DIRECTIONS - Search the entries for the word "hand" and report each line that has it.

::::

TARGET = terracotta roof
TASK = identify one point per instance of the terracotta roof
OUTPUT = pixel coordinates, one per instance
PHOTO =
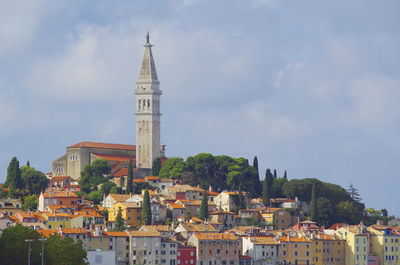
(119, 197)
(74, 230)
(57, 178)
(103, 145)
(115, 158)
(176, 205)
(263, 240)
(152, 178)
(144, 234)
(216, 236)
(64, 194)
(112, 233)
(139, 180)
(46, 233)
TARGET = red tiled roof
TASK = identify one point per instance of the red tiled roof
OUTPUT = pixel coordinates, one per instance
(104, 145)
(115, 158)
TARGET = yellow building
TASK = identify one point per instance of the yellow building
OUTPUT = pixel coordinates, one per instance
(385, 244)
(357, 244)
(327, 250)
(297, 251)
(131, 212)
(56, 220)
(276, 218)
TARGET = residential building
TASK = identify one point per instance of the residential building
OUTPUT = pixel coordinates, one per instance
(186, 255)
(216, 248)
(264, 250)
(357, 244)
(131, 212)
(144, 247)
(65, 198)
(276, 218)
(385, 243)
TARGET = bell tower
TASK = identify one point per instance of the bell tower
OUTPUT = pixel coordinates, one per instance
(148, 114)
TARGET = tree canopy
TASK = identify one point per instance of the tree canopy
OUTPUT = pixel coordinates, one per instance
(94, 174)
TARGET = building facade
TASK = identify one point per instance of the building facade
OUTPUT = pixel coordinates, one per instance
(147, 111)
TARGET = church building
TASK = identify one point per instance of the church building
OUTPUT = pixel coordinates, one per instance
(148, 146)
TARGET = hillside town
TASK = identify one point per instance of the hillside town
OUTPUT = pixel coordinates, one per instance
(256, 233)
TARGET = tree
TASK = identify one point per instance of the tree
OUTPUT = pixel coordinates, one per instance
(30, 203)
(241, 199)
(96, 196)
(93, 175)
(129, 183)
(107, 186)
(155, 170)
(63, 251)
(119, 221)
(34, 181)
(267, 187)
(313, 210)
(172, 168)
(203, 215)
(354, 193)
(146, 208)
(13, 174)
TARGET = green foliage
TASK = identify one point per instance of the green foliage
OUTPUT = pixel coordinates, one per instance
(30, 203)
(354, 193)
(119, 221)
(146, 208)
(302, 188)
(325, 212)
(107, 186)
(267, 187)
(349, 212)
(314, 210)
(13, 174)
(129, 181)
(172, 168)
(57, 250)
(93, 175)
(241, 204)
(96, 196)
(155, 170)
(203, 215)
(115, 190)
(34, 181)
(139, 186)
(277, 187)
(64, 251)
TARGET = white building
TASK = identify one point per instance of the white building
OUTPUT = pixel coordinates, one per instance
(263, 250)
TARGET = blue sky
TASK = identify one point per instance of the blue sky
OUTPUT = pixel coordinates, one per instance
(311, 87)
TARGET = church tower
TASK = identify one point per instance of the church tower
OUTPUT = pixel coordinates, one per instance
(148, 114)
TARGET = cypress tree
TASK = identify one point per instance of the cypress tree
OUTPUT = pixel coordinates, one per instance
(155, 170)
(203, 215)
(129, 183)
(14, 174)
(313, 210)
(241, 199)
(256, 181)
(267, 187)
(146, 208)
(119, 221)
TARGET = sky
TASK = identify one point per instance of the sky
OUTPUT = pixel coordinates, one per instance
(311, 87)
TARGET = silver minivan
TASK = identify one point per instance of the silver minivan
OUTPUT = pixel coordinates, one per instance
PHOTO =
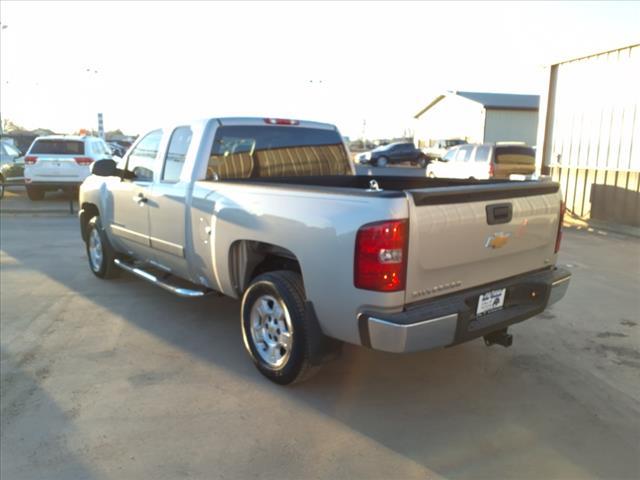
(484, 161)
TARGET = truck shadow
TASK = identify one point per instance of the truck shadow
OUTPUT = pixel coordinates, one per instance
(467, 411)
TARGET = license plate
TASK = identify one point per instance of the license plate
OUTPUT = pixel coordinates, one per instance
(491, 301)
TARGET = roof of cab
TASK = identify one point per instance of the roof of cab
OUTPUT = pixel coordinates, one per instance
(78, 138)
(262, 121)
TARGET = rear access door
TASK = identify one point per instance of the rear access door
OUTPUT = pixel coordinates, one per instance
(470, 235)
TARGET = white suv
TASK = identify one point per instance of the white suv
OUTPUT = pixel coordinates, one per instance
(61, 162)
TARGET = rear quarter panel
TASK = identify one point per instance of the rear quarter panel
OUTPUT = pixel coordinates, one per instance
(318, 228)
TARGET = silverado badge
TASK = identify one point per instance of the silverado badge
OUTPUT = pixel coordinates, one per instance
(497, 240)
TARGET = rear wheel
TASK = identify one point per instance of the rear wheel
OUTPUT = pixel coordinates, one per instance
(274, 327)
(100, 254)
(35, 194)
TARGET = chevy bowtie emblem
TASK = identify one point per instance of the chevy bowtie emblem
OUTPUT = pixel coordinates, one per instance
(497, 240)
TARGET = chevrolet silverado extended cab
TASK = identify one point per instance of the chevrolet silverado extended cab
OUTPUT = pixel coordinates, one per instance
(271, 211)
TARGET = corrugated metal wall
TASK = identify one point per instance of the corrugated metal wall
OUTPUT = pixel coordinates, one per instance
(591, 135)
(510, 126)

::::

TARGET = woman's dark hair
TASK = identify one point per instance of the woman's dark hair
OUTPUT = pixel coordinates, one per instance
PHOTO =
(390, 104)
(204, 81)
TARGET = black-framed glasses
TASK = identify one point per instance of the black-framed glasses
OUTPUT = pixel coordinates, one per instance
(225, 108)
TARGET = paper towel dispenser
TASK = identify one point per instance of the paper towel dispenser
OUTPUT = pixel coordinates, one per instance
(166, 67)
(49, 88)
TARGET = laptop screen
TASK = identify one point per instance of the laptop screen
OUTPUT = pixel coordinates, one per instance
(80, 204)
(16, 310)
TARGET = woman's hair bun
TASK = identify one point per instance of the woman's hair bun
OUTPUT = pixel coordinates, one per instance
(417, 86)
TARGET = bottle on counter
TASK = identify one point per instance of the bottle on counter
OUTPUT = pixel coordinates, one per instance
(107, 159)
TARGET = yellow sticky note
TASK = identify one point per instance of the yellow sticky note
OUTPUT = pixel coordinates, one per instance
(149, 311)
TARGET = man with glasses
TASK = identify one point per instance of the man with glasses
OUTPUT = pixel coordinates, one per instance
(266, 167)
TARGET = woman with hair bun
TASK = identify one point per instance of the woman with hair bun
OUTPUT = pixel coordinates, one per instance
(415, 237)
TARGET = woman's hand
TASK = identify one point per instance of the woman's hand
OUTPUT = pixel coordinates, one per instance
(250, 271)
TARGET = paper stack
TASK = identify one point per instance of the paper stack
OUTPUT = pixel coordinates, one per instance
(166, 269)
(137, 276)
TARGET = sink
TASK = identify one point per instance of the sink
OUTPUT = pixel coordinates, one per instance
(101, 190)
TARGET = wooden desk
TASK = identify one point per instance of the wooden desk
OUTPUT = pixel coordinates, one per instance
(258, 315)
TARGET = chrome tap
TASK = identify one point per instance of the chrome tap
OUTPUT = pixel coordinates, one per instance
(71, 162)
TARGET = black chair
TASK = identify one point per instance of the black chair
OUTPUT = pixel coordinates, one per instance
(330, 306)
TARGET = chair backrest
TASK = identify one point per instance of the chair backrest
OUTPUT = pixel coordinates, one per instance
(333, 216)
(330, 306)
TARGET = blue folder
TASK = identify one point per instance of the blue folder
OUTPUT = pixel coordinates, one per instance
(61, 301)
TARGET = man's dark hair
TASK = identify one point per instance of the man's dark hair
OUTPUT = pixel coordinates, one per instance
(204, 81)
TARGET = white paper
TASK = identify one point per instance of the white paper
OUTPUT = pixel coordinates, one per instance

::::

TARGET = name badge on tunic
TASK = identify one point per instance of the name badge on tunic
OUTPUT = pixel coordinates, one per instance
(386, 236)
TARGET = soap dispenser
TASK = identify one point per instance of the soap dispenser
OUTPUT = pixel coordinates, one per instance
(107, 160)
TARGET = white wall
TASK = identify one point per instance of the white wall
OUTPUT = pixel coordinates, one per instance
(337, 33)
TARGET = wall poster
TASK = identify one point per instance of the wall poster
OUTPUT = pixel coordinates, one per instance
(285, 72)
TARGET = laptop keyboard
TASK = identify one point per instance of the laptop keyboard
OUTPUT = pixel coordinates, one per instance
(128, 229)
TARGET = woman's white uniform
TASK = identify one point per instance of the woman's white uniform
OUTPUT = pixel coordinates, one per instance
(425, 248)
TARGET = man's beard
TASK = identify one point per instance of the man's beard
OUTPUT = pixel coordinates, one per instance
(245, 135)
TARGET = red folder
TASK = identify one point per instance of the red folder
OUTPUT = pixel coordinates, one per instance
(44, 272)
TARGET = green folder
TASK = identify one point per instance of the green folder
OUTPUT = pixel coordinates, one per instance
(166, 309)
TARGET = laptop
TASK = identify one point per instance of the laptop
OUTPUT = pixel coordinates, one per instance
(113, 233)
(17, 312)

::::

TASK RESPONSE -
TARGET = woman's hand
TASK = identify one point per instance of the woman's hand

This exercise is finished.